*LIST OF TASKS:*
1: Set down, word for word, the stretch of the bail ruling from "- The court" through "while on bail.".
2: List everything the bail ruling says the magistrate's refusal of bail rested on: both the stated grounds and the conclusions on which those grounds were based.
3: According to the bail ruling, what did the magistrate consider in concluding that the accused was likely to commit an offence while on bail?

Having considered the notice of appeal, and respective submissions of the parties, I now proceed to pronounce my ruling as follows.
- It appears that the learned magistrate has refused the bail of accused on the ground of public interest and the protection of the
community. His finding of public interest and the protection of the community is based on his conclusion that the likelihood of the
accused committing an offence while on bail and the seriousness of the offence.
- The court is not required to be satisfied that the conclusions made in respect of the issues stipulated under section 19 ( 2) of the
Act will actually occur in the event of bail being granted. It is sufficient for the court to satisfy that there are substantial
grounds for believing that they would occur.
- The learned magistrate correctly and appropriately have considered the back ground of the accused, the nature of five pending criminal
actions against the accused in reaching his conclusion that there is a likelihood of the accused committing an offence while on bail.

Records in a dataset
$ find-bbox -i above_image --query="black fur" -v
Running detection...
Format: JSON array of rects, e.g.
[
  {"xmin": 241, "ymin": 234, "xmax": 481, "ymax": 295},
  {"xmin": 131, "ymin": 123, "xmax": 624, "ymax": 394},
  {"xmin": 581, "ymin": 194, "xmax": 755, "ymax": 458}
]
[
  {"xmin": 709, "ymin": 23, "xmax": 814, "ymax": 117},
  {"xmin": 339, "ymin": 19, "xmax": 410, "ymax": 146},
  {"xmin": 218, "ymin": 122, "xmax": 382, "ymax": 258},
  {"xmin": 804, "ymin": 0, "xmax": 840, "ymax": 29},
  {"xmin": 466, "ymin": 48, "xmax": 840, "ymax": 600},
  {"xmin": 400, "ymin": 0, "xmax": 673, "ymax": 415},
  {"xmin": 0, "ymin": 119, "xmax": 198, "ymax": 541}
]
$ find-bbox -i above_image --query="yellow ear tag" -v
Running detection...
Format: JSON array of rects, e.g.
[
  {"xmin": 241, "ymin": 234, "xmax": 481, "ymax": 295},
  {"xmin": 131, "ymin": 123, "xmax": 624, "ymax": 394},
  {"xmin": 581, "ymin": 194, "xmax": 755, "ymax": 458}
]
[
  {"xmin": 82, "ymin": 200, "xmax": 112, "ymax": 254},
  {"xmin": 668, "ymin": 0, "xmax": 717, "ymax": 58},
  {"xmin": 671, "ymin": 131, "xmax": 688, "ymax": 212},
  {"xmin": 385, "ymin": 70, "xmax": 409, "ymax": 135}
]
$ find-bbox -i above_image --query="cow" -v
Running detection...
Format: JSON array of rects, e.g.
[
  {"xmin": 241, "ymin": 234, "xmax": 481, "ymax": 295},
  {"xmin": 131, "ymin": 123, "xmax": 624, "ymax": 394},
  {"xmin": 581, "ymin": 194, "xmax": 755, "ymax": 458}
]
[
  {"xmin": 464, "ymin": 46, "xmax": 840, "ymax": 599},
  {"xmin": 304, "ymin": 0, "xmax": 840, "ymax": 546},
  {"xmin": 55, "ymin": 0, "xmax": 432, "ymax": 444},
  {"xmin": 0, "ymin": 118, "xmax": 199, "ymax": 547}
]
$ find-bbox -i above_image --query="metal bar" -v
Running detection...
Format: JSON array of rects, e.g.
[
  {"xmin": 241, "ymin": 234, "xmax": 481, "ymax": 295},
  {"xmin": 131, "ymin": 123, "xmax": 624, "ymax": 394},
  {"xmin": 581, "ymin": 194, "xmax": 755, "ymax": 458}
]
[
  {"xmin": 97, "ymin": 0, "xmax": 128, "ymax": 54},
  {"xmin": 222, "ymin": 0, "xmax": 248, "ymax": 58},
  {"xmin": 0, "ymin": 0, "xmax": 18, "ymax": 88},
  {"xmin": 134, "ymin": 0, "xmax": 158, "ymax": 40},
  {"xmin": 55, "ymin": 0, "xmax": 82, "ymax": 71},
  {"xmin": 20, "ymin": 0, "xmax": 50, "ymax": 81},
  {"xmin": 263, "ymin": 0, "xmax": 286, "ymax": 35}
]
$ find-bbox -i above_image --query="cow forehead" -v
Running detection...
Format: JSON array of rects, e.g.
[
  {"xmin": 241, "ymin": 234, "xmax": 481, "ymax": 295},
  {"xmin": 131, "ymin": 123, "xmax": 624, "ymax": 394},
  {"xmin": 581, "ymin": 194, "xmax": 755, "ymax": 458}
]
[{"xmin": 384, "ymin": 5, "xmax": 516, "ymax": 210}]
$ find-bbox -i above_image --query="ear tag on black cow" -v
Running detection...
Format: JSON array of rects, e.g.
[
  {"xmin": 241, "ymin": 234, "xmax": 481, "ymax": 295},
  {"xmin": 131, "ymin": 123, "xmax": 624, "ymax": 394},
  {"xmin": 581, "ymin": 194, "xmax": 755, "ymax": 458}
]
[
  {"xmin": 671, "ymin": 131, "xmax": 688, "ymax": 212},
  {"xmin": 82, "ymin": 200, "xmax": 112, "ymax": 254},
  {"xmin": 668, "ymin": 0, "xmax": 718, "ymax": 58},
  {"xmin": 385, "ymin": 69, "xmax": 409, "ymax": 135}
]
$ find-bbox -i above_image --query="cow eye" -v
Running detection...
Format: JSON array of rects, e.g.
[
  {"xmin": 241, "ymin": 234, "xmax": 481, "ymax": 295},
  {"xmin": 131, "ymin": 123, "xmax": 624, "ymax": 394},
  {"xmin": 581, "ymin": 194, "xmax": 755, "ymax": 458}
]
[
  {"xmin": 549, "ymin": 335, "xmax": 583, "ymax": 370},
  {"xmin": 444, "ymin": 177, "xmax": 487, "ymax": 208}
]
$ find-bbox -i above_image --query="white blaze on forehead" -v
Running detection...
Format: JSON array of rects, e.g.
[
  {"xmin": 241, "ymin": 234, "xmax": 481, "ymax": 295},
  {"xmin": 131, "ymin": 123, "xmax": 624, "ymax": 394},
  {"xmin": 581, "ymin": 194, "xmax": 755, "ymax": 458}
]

*ANSWERS IN ORDER:*
1:
- The court is not required to be satisfied that the conclusions made in respect of the issues stipulated under section 19 ( 2) of the
Act will actually occur in the event of bail being granted. It is sufficient for the court to satisfy that there are substantial
grounds for believing that they would occur.
- The learned magistrate correctly and appropriately have considered the back ground of the accused, the nature of five pending criminal
actions against the accused in reaching his conclusion that there is a likelihood of the accused committing an offence while on bail.

2:
- Public interest
- The protection of the community
- The likelihood of the accused committing an offence while on bail
- The seriousness of the offence

3: The magistrate considered the background of the accused and the nature of five criminal actions pending against the accused. The ruling says he did this correctly and appropriately in reaching his conclusion.